Pictures are to be left out, and every entry repeated exactly.
§ §
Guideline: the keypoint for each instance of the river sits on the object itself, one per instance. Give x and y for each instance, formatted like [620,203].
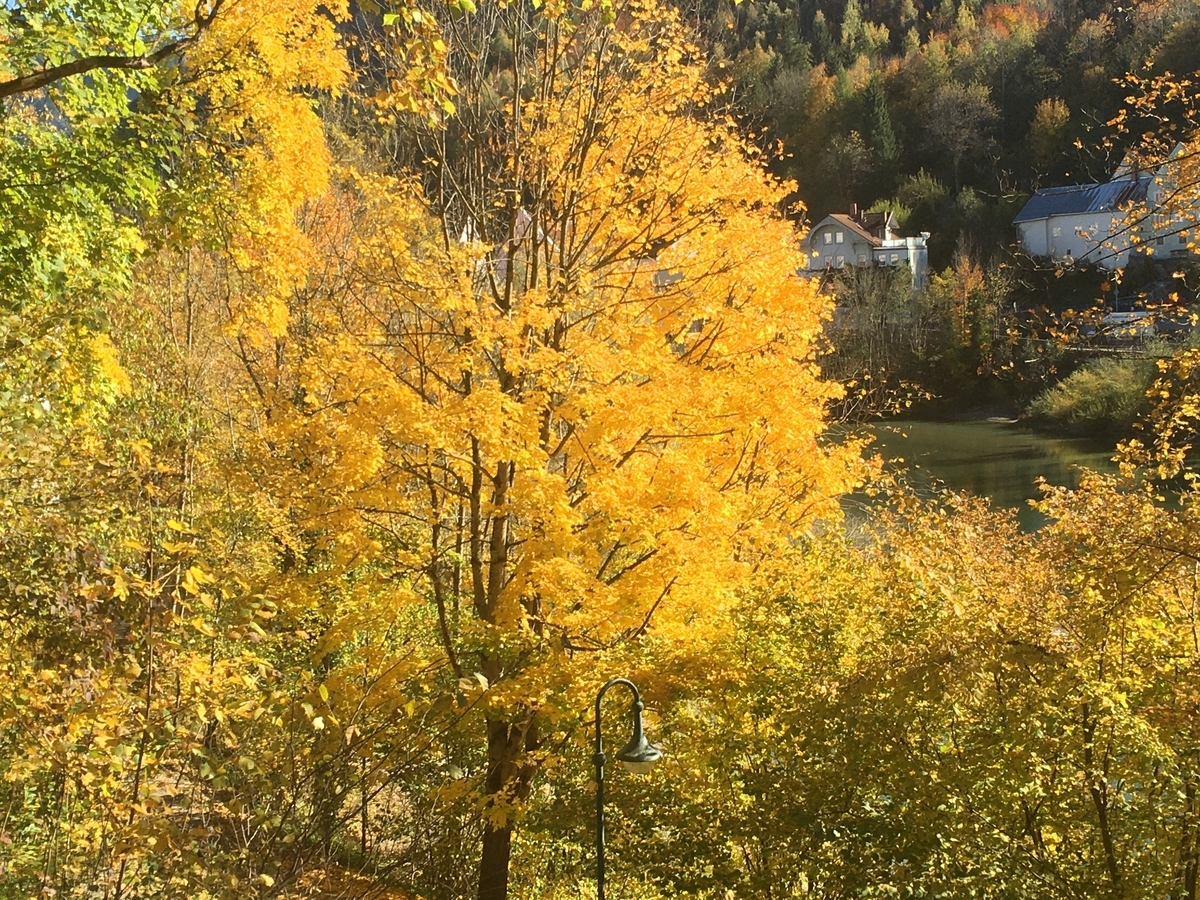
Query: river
[994,459]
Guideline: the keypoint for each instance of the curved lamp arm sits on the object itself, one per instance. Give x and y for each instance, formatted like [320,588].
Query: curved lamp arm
[637,755]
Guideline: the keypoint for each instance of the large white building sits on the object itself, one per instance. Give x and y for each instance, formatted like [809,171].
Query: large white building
[1104,223]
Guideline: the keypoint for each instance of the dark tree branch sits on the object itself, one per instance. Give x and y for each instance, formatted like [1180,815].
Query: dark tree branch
[48,76]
§ §
• Answer to the exercise:
Guideline: the keypoint for each instance of the river sits on the object itself, one per instance. Give x and y for each instance, formatted like [620,203].
Query: river
[994,459]
Guideline: the keypoint for each instance of the curved lamp arm sits on the object itself, one per instance. Give x and y for each instance, formatted like [320,588].
Query: curved lamp arm
[637,755]
Guideline: the keypoint for each instance of the large white building sits on the object itself, one per instance. Give x and y for each instance, formatted like [809,171].
Query: large white building
[1104,223]
Guideline: the keypoint for each instance of the dark tree branch sits on the object itself, one per instance. Give x and y for each instance, formatted like [1180,815].
Query: dark tree branch
[48,76]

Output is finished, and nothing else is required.